Problem to work on:
Arrange the material starting with the line containing "For each instance of the slatted" and going on through the line containing "pixel 483 255" as a two-column CSV with the header instruction,points. Put one row per sentence, with the point lines under that sentence in the second column, quote each field, and turn line breaks into spaces.

^^^^^^^^^^^^^^^^

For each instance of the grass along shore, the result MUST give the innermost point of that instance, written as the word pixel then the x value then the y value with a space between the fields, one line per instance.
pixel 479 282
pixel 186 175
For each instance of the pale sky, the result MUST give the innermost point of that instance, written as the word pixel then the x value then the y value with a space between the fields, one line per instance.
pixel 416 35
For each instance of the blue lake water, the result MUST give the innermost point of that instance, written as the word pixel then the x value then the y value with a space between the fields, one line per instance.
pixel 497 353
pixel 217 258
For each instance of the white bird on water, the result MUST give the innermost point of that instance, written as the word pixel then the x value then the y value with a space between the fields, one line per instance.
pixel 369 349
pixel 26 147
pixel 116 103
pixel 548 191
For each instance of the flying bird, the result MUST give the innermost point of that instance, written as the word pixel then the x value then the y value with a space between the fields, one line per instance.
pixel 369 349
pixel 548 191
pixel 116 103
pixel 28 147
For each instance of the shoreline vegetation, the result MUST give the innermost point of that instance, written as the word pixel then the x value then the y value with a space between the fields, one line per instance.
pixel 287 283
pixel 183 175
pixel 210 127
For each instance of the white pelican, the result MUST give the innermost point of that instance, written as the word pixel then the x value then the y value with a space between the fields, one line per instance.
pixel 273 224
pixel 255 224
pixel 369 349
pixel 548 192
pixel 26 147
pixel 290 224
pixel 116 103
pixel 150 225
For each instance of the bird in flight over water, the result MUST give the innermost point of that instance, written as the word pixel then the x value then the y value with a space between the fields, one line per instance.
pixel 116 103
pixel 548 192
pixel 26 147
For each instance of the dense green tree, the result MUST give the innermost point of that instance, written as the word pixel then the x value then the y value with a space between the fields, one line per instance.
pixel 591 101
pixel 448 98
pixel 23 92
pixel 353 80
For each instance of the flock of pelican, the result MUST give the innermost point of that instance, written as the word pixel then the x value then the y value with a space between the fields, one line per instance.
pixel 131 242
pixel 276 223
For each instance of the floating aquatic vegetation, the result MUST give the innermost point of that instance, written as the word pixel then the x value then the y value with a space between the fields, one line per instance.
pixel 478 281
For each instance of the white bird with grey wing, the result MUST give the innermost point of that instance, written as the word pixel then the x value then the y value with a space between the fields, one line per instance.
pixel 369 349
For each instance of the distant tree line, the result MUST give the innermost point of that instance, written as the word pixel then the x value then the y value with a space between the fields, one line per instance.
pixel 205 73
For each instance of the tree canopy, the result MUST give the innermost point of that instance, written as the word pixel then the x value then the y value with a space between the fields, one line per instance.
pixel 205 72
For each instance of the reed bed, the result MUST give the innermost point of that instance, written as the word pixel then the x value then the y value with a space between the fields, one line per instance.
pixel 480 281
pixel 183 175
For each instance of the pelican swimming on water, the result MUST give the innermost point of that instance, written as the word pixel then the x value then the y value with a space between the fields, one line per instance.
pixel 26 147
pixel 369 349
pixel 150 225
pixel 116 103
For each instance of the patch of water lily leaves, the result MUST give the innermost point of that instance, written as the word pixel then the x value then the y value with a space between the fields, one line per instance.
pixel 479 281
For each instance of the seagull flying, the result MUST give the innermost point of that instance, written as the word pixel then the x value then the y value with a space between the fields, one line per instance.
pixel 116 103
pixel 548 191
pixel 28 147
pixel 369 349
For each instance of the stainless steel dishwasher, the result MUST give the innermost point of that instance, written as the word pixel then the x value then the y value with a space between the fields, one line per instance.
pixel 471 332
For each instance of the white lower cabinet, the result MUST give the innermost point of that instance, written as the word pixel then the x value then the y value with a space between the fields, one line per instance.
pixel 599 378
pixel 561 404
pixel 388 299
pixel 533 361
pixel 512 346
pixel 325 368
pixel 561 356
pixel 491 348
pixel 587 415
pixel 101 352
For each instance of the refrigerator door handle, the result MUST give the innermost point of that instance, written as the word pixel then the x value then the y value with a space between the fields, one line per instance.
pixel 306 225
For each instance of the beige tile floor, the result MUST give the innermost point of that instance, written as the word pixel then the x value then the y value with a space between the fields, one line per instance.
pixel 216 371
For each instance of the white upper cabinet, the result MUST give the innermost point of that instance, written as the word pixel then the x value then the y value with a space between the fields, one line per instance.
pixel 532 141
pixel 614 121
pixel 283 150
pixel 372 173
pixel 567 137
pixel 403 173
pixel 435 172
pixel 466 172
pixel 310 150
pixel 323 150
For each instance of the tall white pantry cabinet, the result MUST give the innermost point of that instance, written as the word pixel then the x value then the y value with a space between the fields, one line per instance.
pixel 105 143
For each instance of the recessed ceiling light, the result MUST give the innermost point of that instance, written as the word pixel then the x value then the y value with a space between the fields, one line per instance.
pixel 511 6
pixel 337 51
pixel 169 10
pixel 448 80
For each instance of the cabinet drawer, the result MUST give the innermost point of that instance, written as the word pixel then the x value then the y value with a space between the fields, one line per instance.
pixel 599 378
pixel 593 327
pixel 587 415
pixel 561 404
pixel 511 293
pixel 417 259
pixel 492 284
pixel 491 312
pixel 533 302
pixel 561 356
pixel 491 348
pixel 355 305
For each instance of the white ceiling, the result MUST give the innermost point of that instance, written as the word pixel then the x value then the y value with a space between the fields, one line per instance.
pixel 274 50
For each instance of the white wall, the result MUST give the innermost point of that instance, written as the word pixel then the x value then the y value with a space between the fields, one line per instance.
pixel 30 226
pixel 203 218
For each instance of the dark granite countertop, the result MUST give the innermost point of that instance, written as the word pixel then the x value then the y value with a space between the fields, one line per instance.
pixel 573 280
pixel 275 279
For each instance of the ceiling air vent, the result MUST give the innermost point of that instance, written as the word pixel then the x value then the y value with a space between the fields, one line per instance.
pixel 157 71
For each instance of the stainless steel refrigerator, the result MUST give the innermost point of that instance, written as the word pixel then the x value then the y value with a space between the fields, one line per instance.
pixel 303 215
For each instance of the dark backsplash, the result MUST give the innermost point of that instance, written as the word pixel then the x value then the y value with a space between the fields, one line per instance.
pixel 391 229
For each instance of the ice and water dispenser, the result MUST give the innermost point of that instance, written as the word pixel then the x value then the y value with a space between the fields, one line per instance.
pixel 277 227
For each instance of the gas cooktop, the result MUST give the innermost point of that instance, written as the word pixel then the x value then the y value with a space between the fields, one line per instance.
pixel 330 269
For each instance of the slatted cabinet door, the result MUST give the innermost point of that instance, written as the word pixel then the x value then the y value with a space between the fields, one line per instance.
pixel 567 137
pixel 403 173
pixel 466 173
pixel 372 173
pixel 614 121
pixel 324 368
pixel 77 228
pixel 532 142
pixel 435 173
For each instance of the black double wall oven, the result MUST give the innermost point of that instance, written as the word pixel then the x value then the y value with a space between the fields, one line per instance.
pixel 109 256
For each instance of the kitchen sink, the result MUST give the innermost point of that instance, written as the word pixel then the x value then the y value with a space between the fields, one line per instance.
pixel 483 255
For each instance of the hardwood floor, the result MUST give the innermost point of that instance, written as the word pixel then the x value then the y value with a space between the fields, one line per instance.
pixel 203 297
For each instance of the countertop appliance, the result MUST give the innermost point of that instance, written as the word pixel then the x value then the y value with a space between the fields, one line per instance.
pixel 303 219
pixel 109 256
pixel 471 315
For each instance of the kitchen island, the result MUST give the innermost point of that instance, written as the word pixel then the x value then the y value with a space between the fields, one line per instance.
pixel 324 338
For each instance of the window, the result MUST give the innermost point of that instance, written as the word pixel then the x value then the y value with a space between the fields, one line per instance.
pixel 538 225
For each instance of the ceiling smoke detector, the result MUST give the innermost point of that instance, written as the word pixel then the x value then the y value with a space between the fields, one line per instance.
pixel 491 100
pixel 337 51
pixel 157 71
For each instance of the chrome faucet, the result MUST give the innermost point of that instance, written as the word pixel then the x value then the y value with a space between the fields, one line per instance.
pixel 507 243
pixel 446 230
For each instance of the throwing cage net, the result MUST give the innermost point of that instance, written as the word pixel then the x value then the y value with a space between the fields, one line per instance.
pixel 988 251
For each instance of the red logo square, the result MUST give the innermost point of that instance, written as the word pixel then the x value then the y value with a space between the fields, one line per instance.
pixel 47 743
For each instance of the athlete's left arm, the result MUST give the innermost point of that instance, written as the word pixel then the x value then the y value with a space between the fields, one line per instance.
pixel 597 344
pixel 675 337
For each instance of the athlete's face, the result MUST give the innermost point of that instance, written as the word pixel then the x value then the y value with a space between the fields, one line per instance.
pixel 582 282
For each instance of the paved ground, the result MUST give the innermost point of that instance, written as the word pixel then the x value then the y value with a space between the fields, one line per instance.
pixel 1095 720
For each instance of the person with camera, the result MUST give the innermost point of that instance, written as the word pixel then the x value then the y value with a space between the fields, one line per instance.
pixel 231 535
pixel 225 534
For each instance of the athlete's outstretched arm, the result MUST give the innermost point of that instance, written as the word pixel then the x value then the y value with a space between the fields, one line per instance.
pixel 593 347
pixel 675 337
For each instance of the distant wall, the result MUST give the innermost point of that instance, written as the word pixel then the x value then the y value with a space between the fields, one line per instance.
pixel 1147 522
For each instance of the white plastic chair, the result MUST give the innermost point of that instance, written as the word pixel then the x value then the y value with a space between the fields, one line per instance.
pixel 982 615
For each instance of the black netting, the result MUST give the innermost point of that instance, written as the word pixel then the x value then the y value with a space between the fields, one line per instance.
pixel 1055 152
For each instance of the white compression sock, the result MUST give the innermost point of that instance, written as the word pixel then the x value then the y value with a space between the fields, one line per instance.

^^^^^^^^^^^^^^^^

Final result:
instruction,points
"For each instance of the slatted cabinet door, the result MUST give the innermost point of that instance, written as the word pixel then the x value then the y value with a space between the fields, one line per instance.","pixel 567 137 pixel 403 173 pixel 466 173 pixel 372 173 pixel 614 121 pixel 324 368 pixel 77 228 pixel 532 142 pixel 435 173"
"For each instance of the black double wall oven, the result MUST give the innermost point of that instance, written as the word pixel then the x value then the y value with a space between the fields, one line per instance.","pixel 109 256"
"For each instance of the kitchen sink, the result MUST give the innermost point of that instance, written as the word pixel then the x value then the y value with a space between the fields, one line per instance.","pixel 483 255"